MESSAGE FROM THE CHIEF FINANCIAL OFFICER                                          38
THE DEPARTMENT OF THE TREASURY | OFFICE OF FINANCIAL STABILITY




Part 2: Financial Report




39                                                               AUDITOR’S REPORT
                                                                        AGENCY FINANCIAL REPORT | FISCAL YEAR 2012




MESSAGE FROM THE CHIEF FINANCIAL OFFICER (CF0)
The Office of Financial Stability’s (OFS) Agency Financial Report for fiscal year 2012 provides readers
information on financial results relating to the Troubled Asset Relief Program (TARP) as required by the
Emergency Economic Stabilization Act (EESA) of 2008 and other laws. It is a critical part of our efforts to
ensure the highest level of transparency and accountability to the American people.

For fiscal year 2012, the Government Accountability Office (GAO) provided OFS unqualified audit opinions on
the fair presentation of our financial statements and the effectiveness of our internal control over financial
reporting. In addition, the auditors determined that we had no material weaknesses and successfully resolved
our one fiscal year 2011 significant deficiency relating to internal control over our accounting and financial
reporting processes.

I would like to acknowledge senior management’s commitment to good governance as well as the discipline,
transparency, and care exhibited by OFS employees in creating and executing our organization’s policies and
procedures. We were honored to have received the Certificate of Excellence in Accountability Reporting (CEAR)
award from the Association of Government Accountants for each of the three periods from inception through the
fiscal year 2011.

For fiscal year 2012, net income from operations was $7.7 billion, resulting in a cumulative net cost of
operations of $20.3 billion since inception. Cumulative net cost of operations consists of (1) total net subsidy
cost of $13.5 billion, and (2) housing costs and administrative costs of $5.7 billion and $1.1 billion, respectively.
Total cumulative net subsidy cost consists of net subsidy income from the CPP, TIP, AGP, PPIP, SBA and TALF
investments totaling $25.7 billion, primarily offset by net subsidy cost from investments in AIG of $15.2 billion,
and automobile company investments of $23.8 billion. The fiscal year 2012 net income from operations
primarily results from improvements related to American International Group, Inc. (AIG) since September 30,
2011, including an increase in the price per share of AIG common stock held as of September 30, 2012, and AIG
common stock sold during fiscal year 2012, as compared to the price per share of AIG common stock held as of
September 30, 2011.

== == ==

● TASK INSTRUCTIONS
**1.** According to the CFO message, what was the net income from operations for fiscal year 2012?
**2.** Identify each line in the rows that contains the word "plume" and copy those lines.
The rows below are unrelated to the CFO message.

== == ==

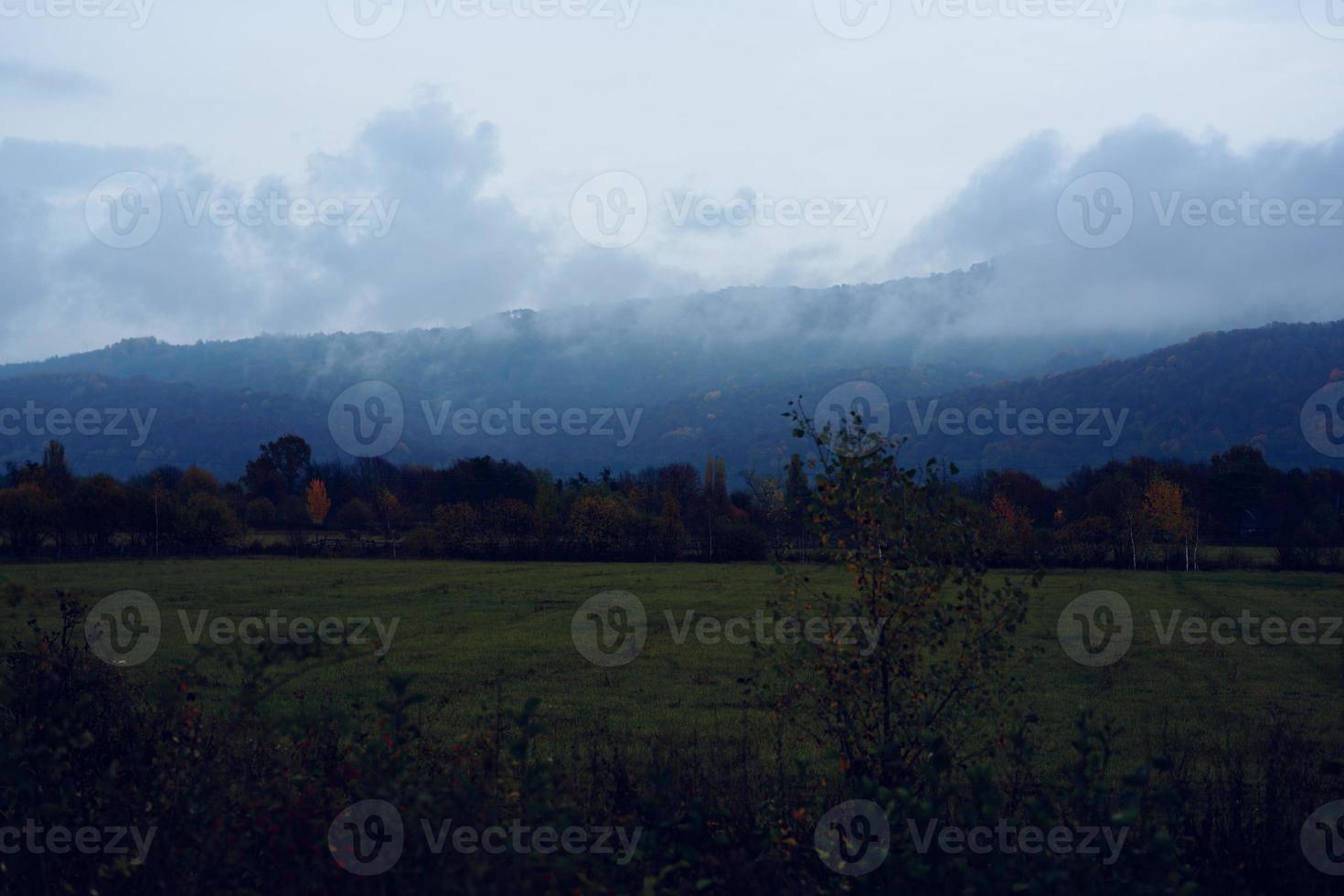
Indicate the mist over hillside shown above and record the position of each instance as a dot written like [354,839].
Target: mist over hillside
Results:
[637,400]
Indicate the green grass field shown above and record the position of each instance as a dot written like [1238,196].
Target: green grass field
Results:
[480,635]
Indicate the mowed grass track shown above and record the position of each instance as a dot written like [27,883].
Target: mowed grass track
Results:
[481,635]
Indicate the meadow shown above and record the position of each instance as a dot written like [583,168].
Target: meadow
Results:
[484,637]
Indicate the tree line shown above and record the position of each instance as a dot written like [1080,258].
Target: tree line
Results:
[1141,513]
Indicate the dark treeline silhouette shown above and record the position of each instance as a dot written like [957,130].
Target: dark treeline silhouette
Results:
[1141,513]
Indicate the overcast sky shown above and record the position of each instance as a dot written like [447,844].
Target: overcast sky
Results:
[457,142]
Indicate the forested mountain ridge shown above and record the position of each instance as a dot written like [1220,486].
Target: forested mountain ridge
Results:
[212,403]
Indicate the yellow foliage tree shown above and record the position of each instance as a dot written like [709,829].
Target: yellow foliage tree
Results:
[319,506]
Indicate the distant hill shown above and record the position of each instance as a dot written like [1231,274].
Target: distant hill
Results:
[720,389]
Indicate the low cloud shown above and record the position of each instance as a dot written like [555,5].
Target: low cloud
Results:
[452,252]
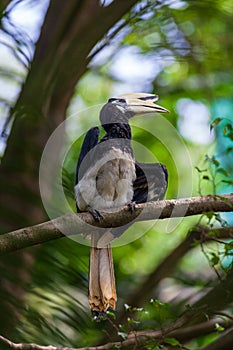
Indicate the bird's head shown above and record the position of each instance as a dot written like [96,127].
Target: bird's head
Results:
[121,108]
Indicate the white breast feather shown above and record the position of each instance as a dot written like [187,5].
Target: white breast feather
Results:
[108,183]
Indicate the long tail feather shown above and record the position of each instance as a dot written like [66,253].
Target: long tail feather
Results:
[102,289]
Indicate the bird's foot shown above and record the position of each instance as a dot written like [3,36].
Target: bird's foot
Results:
[96,215]
[131,206]
[99,316]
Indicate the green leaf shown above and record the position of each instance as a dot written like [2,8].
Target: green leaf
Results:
[214,259]
[222,171]
[123,335]
[230,182]
[219,328]
[215,123]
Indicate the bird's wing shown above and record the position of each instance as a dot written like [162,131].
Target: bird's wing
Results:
[151,182]
[89,142]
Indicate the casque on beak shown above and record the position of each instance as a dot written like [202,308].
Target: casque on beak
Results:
[141,103]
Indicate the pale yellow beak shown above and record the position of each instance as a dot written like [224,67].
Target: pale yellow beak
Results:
[141,103]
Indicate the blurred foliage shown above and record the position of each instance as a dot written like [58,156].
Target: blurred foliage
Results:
[189,46]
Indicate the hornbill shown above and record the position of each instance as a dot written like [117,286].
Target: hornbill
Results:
[108,176]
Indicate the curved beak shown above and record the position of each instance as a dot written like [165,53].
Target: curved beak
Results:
[141,103]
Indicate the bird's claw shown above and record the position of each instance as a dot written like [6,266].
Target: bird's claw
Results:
[95,213]
[131,206]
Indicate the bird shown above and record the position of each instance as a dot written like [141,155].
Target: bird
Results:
[108,176]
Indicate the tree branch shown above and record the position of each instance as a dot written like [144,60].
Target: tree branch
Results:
[165,268]
[77,223]
[138,338]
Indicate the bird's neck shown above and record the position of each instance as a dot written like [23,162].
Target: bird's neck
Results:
[117,130]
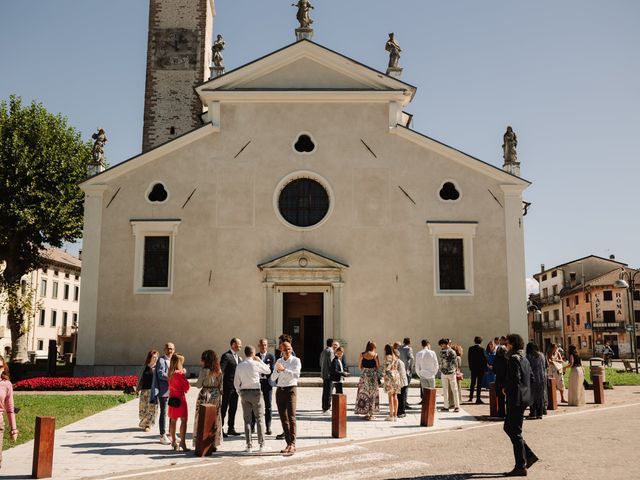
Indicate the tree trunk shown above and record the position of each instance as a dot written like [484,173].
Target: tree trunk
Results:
[19,337]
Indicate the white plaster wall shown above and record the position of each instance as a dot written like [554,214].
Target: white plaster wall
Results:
[229,227]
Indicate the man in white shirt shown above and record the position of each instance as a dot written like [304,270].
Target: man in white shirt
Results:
[286,373]
[426,366]
[247,383]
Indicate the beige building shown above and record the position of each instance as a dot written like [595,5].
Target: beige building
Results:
[56,290]
[303,204]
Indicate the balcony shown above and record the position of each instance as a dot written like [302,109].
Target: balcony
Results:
[67,330]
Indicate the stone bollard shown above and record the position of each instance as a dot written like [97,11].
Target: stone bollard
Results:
[493,400]
[205,440]
[338,415]
[552,394]
[428,411]
[43,447]
[597,377]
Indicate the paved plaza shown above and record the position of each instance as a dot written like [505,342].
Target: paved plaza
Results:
[110,442]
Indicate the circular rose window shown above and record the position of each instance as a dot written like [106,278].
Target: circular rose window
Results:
[303,202]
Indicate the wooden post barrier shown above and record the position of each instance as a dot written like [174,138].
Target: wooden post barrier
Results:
[552,394]
[493,400]
[338,415]
[205,440]
[43,447]
[597,376]
[428,411]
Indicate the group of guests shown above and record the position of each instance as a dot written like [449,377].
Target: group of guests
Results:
[222,381]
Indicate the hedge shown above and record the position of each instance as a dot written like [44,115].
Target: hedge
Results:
[77,383]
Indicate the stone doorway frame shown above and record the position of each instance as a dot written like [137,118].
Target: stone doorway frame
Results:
[303,271]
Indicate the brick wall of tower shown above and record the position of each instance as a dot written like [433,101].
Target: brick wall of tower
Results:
[178,56]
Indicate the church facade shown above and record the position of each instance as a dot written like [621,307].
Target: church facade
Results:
[302,203]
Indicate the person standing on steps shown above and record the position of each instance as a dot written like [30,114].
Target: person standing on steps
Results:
[477,365]
[517,390]
[326,357]
[228,364]
[160,389]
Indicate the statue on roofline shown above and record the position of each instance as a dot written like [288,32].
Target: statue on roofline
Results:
[304,9]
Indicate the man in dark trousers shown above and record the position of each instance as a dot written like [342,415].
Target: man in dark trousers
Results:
[228,364]
[517,390]
[326,357]
[477,365]
[265,382]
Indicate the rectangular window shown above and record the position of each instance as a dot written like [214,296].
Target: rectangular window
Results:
[156,262]
[451,263]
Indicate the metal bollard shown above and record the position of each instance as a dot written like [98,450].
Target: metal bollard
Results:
[552,394]
[43,447]
[338,415]
[205,440]
[493,400]
[428,411]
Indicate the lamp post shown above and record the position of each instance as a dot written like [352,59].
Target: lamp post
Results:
[628,281]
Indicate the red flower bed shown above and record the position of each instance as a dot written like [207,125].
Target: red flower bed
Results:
[77,383]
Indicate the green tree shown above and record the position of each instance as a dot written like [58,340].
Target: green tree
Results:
[42,159]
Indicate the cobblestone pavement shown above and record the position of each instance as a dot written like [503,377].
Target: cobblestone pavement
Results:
[109,443]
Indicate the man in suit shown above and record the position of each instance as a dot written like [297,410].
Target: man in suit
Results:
[228,365]
[265,384]
[406,357]
[326,357]
[517,390]
[477,365]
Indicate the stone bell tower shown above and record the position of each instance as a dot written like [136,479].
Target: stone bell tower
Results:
[178,56]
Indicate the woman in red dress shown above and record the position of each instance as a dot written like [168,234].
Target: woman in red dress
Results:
[178,387]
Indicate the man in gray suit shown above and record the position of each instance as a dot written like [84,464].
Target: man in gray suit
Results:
[406,357]
[325,372]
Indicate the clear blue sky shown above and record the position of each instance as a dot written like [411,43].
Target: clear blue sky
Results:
[565,74]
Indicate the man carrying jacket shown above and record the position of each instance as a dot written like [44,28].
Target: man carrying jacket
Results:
[517,390]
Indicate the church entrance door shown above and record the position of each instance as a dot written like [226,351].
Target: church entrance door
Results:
[303,314]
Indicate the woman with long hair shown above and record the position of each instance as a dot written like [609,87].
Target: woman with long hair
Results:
[210,385]
[6,404]
[368,397]
[391,381]
[539,387]
[576,378]
[178,388]
[147,411]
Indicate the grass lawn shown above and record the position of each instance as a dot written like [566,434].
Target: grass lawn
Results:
[65,408]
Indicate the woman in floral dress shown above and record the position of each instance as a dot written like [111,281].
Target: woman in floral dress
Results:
[210,385]
[368,398]
[147,411]
[391,381]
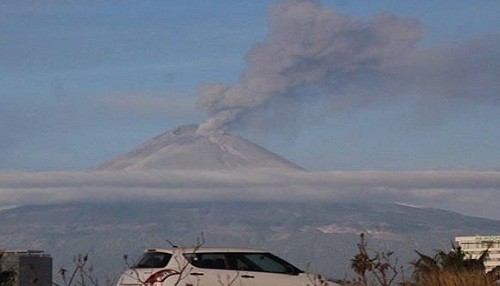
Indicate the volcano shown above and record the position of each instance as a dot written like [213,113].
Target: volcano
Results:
[186,149]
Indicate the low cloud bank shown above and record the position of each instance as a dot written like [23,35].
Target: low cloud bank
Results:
[470,192]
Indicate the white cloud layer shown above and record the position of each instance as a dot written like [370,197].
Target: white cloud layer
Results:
[469,192]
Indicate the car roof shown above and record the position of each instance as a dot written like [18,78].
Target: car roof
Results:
[204,249]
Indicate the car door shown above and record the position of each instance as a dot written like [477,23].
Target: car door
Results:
[209,269]
[259,269]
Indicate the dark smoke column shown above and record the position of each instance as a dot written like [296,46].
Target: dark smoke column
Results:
[307,45]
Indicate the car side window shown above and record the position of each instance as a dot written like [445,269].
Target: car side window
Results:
[207,260]
[153,260]
[261,262]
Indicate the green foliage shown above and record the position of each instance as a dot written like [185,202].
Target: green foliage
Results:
[6,276]
[373,265]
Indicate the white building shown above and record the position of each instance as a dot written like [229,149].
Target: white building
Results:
[476,245]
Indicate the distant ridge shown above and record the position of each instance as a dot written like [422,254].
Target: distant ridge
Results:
[185,149]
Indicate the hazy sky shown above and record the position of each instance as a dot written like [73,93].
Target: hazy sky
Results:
[83,82]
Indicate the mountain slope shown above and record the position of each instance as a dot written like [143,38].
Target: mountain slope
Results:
[184,148]
[324,235]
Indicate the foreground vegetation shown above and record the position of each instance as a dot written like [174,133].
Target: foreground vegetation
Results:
[371,268]
[445,268]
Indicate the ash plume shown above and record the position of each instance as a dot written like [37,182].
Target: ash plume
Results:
[313,53]
[307,45]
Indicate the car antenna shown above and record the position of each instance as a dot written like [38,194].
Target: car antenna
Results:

== == ==

● THE REPLIES
**1.** $7.7 billion

**2.**
Indicate the ash plume shown above and record the position of each instance as a dot written like [37,182].
Target: ash plume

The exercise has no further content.